#### Source data:
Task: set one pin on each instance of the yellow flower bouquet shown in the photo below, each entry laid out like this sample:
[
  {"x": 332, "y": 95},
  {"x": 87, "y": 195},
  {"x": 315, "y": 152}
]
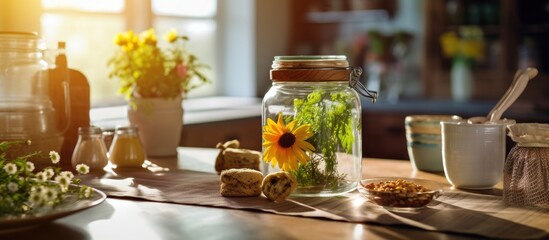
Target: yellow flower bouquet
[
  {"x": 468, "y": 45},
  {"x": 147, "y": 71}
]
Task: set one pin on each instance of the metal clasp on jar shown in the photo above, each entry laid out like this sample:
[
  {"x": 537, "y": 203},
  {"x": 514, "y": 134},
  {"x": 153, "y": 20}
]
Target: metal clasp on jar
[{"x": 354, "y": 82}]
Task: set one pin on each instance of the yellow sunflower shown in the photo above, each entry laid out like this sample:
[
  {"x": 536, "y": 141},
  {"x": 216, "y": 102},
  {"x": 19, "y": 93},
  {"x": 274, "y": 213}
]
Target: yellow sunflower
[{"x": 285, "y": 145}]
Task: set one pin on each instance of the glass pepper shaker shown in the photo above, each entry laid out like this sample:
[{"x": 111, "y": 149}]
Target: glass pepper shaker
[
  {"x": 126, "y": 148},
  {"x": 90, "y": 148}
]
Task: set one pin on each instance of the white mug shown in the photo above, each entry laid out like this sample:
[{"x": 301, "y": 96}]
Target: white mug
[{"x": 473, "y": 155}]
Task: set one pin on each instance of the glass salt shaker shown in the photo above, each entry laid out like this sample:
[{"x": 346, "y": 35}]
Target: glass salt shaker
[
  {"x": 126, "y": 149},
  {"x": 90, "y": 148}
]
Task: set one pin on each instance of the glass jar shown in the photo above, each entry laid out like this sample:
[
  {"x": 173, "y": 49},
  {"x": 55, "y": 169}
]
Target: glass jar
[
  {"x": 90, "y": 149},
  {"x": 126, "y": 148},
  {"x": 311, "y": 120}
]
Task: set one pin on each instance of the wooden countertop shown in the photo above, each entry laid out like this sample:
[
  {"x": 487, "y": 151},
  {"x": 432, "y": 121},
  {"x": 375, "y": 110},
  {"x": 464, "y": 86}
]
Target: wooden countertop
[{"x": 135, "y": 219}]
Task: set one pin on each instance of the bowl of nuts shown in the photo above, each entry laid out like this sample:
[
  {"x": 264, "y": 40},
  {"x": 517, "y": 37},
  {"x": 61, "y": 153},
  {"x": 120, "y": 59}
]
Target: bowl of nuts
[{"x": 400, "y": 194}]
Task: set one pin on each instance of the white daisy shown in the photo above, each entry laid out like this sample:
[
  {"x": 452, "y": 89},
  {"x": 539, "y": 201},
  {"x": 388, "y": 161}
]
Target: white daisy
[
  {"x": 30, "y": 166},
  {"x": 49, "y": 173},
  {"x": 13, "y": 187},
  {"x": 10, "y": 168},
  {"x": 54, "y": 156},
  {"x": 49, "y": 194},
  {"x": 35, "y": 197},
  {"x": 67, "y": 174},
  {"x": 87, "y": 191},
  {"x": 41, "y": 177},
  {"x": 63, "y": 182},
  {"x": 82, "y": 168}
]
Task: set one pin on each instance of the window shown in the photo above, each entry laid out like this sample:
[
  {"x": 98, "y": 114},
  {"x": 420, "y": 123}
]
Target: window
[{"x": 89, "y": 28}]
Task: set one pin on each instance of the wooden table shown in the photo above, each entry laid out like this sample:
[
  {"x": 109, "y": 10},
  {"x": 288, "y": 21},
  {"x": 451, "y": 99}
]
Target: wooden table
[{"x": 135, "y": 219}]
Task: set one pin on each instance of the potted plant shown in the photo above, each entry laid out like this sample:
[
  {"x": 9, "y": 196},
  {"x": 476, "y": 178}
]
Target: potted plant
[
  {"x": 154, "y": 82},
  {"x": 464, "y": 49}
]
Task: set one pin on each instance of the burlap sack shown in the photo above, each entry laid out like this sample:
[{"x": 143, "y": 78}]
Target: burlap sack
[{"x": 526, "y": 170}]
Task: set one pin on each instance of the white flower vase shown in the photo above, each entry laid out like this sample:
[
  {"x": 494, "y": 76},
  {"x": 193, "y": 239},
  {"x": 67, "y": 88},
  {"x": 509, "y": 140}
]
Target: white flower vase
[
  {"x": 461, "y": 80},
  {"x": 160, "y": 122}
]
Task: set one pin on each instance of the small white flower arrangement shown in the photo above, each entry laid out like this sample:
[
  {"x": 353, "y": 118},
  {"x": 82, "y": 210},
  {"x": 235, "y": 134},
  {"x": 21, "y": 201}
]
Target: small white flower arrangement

#### Work instructions:
In transcribing the records, omit the pictures and keep everything else exactly as it appears.

#### Exercise response:
Task: set one pin on each instance of the yellow flower bouquet shown in the photo below, each entry laid out like this sample:
[
  {"x": 332, "y": 95},
  {"x": 87, "y": 195},
  {"x": 315, "y": 152}
]
Target: yellow flower bouquet
[
  {"x": 468, "y": 45},
  {"x": 147, "y": 71}
]
Task: set one pin on each instance of the metal clasp on jar shown in the photo above, each entry laid out like this sample:
[
  {"x": 537, "y": 203},
  {"x": 514, "y": 134},
  {"x": 153, "y": 20}
]
Target: metal clasp on jar
[{"x": 354, "y": 82}]
Task: set one pin on each instance of the yellow sunflower shown in the photo above, each entry laid out like this sample:
[
  {"x": 536, "y": 141},
  {"x": 216, "y": 102},
  {"x": 19, "y": 93},
  {"x": 274, "y": 213}
]
Target: yellow sunflower
[{"x": 285, "y": 145}]
Task: set one pin on each instance of the glass pepper shaker shown in the photo above, each entry laid out like this sample:
[{"x": 111, "y": 149}]
Target: glass pepper shaker
[
  {"x": 126, "y": 148},
  {"x": 90, "y": 148}
]
Task: set one pin on each instance of the white mug shown in the photo above, each entry laid out like this sample:
[{"x": 301, "y": 96}]
Target: white mug
[{"x": 473, "y": 155}]
Task: set one pin on each instance of the glass salt shaker shown in the photo above, each entry laid out like this sample:
[{"x": 346, "y": 35}]
Target: glass salt shaker
[
  {"x": 126, "y": 149},
  {"x": 90, "y": 148}
]
Task: set one pin on each instance of the glass jar shown in the photo above, each entry laid out like this sample:
[
  {"x": 173, "y": 49},
  {"x": 55, "y": 169}
]
Target: glass jar
[
  {"x": 90, "y": 149},
  {"x": 126, "y": 148},
  {"x": 311, "y": 120}
]
Task: set one pin on each instance of the wooden countertop shown in the photo above, each entry laid out like this sample:
[
  {"x": 487, "y": 151},
  {"x": 432, "y": 121},
  {"x": 375, "y": 110},
  {"x": 464, "y": 86}
]
Target: wooden countertop
[{"x": 135, "y": 219}]
Task: set one pin on each instance of the bowl of nuts shown in the photo above, each entry laid out like this sample:
[
  {"x": 264, "y": 40},
  {"x": 517, "y": 37},
  {"x": 61, "y": 153},
  {"x": 120, "y": 59}
]
Target: bowl of nuts
[{"x": 400, "y": 194}]
Task: set one pin on each instance of the white daisy shown in the photo above, each entry laid out like this sample:
[
  {"x": 452, "y": 89},
  {"x": 539, "y": 201},
  {"x": 388, "y": 161}
]
Target: white daisy
[
  {"x": 30, "y": 166},
  {"x": 49, "y": 173},
  {"x": 13, "y": 187},
  {"x": 10, "y": 168},
  {"x": 54, "y": 156},
  {"x": 49, "y": 194},
  {"x": 35, "y": 197},
  {"x": 67, "y": 174},
  {"x": 87, "y": 191},
  {"x": 41, "y": 177},
  {"x": 63, "y": 182},
  {"x": 82, "y": 168}
]
Task: set one pin on each instance of the window shown in the photo above, each entry laid out like this sample:
[
  {"x": 98, "y": 114},
  {"x": 420, "y": 123}
]
Target: window
[{"x": 89, "y": 28}]
Task: set one pin on each instance of the wooden table shown in the photo above, each entry laid out like this sample:
[
  {"x": 109, "y": 10},
  {"x": 288, "y": 21},
  {"x": 451, "y": 99}
]
Target: wooden table
[{"x": 135, "y": 219}]
Task: set one pin on each instance of the potted plant shown in the photo above, each entry laid out like this sample:
[
  {"x": 9, "y": 196},
  {"x": 476, "y": 178}
]
Target: potted plant
[
  {"x": 154, "y": 82},
  {"x": 464, "y": 49}
]
Task: set one pin on each instance of the burlap sack shown in the photo above, each entry laid out like this sample:
[{"x": 143, "y": 78}]
Target: burlap sack
[{"x": 526, "y": 170}]
Task: set one pin on each instance of the white flower vase shown in the photo above, each entry laid out like this sample:
[
  {"x": 494, "y": 76},
  {"x": 193, "y": 239},
  {"x": 67, "y": 88},
  {"x": 509, "y": 140}
]
Target: white flower vase
[
  {"x": 461, "y": 80},
  {"x": 160, "y": 122}
]
Task: set one pin on each instance of the small white flower arrangement shown in the photo above, each entry laid out like this sample:
[
  {"x": 353, "y": 118},
  {"x": 82, "y": 210},
  {"x": 235, "y": 134},
  {"x": 21, "y": 201}
]
Target: small white flower arrangement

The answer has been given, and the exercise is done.